# Is my teacher being inappropriate?



## The Lonely Kid (Nov 11, 2011)

.


----------



## MrAlone (Feb 12, 2012)

Yes, that seems inappropriate. You are definitely not overreacting. You may want to ask him to stop, tell him that you feel he is violating your personal space. Try nicely telling him that you feel uncomfortable. If the situation worsens, contact another teacher that you feel comfortable with about it.


----------



## sherbert (Jun 24, 2005)

Yes, I think he is being inappropriate. It's not a good idea to hit on students. Sure, sometimes it can be innocent and unavoidable, but those sound like deliberate efforts. Stay after and talk or send him an email expressing your discomfort. Guys aren't always in tune with how sometimes their flirtations cross the line.


----------



## NatureFellow (Jun 14, 2011)

I have a clear image of this teacher in my head.
Looks like the creeper from Minecraft.
100% creeper.
creep alert
red flags


----------



## adamac (Feb 1, 2012)

Excerpts of bounding box data:
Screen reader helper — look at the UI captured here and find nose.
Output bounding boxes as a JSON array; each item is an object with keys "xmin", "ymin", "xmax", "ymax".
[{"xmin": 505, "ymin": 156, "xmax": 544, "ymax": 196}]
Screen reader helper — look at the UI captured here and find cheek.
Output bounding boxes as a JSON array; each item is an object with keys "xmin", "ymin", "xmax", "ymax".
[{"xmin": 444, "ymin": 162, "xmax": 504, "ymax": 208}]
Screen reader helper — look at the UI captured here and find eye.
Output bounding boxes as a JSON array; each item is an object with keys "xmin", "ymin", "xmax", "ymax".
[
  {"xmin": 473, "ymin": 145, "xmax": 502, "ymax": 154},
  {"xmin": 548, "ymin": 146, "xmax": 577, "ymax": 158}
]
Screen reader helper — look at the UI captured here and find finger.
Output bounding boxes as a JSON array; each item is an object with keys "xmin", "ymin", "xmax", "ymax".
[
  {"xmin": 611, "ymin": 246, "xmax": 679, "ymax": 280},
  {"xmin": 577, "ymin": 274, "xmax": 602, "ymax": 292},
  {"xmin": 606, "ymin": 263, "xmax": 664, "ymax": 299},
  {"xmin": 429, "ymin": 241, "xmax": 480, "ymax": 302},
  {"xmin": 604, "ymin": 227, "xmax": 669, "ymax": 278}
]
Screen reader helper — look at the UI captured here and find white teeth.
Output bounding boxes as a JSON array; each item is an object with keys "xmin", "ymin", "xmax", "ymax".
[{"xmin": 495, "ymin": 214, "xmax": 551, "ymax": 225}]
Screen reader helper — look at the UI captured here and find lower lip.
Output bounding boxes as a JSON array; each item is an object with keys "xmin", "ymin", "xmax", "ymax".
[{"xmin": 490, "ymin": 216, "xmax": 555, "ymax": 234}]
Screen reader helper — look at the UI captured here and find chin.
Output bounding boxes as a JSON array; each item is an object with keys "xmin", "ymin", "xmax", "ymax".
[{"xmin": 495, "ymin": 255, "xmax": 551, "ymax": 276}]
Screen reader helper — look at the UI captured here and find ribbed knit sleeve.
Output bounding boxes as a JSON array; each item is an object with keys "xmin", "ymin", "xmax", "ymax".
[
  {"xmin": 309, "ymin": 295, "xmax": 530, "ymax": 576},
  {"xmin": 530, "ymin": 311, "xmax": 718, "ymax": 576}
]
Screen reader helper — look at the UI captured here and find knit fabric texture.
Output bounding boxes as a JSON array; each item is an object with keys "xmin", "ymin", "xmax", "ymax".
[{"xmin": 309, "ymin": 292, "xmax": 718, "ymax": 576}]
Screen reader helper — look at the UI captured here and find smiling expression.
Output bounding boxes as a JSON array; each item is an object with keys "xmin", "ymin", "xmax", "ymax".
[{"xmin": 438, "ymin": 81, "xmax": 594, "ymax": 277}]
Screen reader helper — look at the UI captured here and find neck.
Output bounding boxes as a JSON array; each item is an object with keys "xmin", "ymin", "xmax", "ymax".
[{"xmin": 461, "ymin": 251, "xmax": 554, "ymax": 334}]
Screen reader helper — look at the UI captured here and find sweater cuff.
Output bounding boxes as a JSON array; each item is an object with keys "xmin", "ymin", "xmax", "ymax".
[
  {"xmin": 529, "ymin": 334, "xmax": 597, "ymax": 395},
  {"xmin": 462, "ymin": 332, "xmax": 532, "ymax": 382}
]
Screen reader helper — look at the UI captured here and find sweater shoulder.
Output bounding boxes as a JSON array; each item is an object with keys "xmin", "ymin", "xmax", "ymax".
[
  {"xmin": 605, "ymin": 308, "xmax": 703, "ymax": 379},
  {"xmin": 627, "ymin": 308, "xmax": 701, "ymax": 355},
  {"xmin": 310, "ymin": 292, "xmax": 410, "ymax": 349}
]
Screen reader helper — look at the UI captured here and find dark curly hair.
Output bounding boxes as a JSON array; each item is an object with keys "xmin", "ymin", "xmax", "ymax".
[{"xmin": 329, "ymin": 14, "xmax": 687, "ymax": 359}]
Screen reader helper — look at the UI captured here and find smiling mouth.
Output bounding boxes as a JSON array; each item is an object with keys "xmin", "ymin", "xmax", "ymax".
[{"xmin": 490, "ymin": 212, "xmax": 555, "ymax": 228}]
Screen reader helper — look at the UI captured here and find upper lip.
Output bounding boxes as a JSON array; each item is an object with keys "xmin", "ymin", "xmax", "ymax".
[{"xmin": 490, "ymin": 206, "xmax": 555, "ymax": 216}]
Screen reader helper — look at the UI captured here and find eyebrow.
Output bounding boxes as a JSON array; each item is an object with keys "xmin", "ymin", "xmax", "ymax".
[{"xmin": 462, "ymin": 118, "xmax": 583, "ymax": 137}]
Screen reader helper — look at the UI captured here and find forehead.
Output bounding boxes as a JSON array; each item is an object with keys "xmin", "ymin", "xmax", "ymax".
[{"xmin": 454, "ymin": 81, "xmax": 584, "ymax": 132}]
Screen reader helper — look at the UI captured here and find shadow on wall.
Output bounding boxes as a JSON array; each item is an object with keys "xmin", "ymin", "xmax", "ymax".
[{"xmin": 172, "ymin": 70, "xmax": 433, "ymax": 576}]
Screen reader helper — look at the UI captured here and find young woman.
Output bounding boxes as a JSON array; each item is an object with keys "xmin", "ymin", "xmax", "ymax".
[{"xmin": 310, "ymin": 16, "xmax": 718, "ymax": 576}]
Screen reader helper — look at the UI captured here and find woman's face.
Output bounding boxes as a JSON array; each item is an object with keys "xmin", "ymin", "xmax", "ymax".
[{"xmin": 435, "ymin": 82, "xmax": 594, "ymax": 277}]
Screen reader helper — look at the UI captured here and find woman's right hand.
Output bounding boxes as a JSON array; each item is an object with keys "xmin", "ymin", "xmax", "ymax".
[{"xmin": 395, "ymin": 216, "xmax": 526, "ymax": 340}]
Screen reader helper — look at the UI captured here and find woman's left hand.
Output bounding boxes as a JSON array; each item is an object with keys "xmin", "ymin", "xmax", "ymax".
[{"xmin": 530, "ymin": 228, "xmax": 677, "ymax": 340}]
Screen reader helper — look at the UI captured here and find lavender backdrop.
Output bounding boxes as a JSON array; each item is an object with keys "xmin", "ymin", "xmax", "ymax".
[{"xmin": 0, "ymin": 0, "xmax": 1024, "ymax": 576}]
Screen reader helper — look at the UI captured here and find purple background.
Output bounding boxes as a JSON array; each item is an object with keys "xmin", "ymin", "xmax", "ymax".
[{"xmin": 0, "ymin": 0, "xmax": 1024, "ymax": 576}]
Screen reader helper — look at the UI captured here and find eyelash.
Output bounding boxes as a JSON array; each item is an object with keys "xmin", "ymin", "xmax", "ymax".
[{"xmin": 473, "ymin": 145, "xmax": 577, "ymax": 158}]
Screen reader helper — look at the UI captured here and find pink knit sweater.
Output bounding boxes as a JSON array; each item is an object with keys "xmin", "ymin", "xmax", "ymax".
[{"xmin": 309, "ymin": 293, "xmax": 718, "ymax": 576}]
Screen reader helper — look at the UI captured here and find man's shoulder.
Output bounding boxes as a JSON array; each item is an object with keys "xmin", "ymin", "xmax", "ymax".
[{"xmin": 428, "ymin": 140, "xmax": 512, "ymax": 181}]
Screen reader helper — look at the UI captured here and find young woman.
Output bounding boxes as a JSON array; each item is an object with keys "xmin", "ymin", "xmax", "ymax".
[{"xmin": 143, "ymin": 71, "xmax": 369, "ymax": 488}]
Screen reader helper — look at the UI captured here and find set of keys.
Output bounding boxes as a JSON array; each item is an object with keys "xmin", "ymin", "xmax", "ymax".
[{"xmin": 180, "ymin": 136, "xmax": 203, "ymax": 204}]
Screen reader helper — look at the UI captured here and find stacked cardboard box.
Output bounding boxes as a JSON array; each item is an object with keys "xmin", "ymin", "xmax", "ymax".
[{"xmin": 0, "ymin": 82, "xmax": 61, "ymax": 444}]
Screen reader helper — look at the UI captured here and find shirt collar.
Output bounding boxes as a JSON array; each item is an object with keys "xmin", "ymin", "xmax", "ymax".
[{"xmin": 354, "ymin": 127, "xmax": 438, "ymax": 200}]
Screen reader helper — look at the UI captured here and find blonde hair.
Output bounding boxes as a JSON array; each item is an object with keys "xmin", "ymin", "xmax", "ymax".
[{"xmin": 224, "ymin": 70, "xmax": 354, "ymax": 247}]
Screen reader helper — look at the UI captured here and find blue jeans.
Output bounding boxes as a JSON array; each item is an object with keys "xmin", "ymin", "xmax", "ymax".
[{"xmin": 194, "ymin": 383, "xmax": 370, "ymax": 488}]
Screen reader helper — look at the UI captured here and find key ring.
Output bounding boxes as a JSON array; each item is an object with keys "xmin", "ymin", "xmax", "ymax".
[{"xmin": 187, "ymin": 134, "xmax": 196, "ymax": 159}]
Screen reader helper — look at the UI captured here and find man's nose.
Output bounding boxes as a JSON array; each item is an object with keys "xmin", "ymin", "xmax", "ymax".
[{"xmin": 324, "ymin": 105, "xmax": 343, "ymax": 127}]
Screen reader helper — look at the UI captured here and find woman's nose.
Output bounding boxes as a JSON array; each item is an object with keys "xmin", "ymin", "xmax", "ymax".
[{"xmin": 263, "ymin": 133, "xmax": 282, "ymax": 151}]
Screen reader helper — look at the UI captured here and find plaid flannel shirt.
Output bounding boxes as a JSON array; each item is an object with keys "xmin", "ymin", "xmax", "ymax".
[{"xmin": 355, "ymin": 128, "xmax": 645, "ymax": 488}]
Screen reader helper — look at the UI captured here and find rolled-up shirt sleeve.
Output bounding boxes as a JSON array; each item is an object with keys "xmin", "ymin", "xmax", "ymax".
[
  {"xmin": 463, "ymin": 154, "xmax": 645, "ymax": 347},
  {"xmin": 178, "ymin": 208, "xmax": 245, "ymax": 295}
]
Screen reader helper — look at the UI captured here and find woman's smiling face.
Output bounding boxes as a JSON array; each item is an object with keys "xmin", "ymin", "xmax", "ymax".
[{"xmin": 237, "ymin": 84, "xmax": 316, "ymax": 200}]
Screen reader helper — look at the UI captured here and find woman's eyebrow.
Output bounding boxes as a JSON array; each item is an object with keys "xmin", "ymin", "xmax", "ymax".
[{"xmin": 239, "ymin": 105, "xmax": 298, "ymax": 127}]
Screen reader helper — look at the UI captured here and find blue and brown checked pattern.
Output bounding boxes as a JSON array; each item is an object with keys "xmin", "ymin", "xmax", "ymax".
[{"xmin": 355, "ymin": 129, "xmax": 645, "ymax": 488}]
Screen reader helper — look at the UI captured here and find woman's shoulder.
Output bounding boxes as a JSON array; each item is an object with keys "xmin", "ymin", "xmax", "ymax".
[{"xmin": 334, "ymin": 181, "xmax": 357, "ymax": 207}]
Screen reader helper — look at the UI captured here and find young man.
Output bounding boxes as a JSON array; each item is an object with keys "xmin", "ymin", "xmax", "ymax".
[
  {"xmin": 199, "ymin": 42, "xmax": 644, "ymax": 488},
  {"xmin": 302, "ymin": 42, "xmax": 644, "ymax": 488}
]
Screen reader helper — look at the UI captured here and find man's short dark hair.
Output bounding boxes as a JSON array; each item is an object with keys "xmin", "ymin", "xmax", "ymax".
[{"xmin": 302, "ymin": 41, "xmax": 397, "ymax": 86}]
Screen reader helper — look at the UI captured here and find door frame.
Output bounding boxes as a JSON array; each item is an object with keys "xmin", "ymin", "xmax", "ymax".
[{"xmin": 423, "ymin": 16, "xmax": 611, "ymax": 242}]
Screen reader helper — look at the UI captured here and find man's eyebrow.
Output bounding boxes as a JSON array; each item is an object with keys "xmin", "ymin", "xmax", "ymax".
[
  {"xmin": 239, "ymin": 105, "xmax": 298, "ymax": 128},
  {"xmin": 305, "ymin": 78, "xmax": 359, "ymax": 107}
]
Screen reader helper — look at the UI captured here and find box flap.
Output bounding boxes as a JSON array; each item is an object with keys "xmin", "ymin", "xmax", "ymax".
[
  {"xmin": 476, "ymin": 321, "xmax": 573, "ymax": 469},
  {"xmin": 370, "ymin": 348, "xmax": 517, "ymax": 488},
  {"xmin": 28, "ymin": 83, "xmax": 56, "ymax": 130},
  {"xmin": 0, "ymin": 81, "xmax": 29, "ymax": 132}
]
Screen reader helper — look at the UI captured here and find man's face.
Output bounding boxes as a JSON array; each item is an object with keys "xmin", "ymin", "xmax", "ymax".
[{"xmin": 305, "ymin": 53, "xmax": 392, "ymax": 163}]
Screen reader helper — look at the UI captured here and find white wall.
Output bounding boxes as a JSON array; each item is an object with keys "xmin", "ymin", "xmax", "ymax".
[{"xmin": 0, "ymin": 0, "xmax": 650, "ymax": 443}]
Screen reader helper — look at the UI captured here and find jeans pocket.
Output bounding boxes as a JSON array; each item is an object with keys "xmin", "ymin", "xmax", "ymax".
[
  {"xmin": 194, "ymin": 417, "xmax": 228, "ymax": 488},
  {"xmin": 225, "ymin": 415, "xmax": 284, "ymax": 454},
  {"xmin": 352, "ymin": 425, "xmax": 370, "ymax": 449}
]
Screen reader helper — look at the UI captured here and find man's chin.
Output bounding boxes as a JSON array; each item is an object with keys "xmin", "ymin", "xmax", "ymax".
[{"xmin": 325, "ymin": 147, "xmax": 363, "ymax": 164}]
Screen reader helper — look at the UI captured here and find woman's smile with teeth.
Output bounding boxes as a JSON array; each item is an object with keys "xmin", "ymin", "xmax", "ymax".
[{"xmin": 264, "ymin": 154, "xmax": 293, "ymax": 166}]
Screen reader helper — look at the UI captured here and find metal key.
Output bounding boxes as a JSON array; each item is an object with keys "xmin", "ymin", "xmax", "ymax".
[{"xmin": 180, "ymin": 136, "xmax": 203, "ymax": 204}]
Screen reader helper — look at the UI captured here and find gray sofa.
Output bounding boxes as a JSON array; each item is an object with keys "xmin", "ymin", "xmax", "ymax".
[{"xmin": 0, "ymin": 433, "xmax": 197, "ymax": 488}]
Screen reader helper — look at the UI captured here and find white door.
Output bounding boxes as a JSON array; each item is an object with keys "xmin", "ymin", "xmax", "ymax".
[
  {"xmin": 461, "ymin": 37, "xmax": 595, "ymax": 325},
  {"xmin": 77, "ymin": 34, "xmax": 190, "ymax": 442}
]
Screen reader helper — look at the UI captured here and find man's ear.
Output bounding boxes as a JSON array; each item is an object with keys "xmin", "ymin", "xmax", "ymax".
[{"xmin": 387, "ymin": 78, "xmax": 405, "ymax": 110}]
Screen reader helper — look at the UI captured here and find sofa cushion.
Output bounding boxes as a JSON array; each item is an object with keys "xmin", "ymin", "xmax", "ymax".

CHALLENGES:
(A) List the usernames at the head of each post in the forum thread, in the order they appear.
(B) Present the listing lines as a numbered list, leaving out any blank lines, starting at the line containing "smile with teeth." and ending at the final line of the listing.

OUTPUTS BY TASK:
(A) The Lonely Kid, MrAlone, sherbert, NatureFellow, adamac

(B)
1. Screen reader helper — look at the UI captured here and find woman's smile with teeth.
2. Output bounding boxes as a JSON array; each item is an object with keys "xmin", "ymin", "xmax", "ymax".
3. [{"xmin": 264, "ymin": 154, "xmax": 293, "ymax": 166}]
4. Screen reader helper — look at the UI captured here and find metal key.
5. Output bounding boxes as a JSON array; each item is an object with keys "xmin", "ymin", "xmax", "ymax".
6. [{"xmin": 180, "ymin": 136, "xmax": 203, "ymax": 204}]
7. Screen reader helper — look at the UI captured here and find gray sofa.
8. Output bounding boxes as a JSON array; each item is an object with keys "xmin", "ymin", "xmax", "ymax".
9. [{"xmin": 0, "ymin": 433, "xmax": 197, "ymax": 488}]
10. Screen reader helper — look at the UI captured here and find white door.
11. Output bounding boxes as a JSON array; each item is an object with keys "xmin", "ymin", "xmax", "ymax".
12. [
13.   {"xmin": 461, "ymin": 37, "xmax": 595, "ymax": 325},
14.   {"xmin": 77, "ymin": 34, "xmax": 190, "ymax": 442}
15. ]
16. Screen reader helper — look at the UI captured here and find man's ear.
17. Output bounding boxes as a JSON array; each item is an object with keys "xmin", "ymin", "xmax", "ymax".
18. [{"xmin": 387, "ymin": 78, "xmax": 405, "ymax": 110}]
19. Screen reader helper — look at the UI captured here and find sofa cushion.
20. Output bounding boxes as a JSON array; each item is an object with keys "xmin", "ymin", "xmax", "ymax".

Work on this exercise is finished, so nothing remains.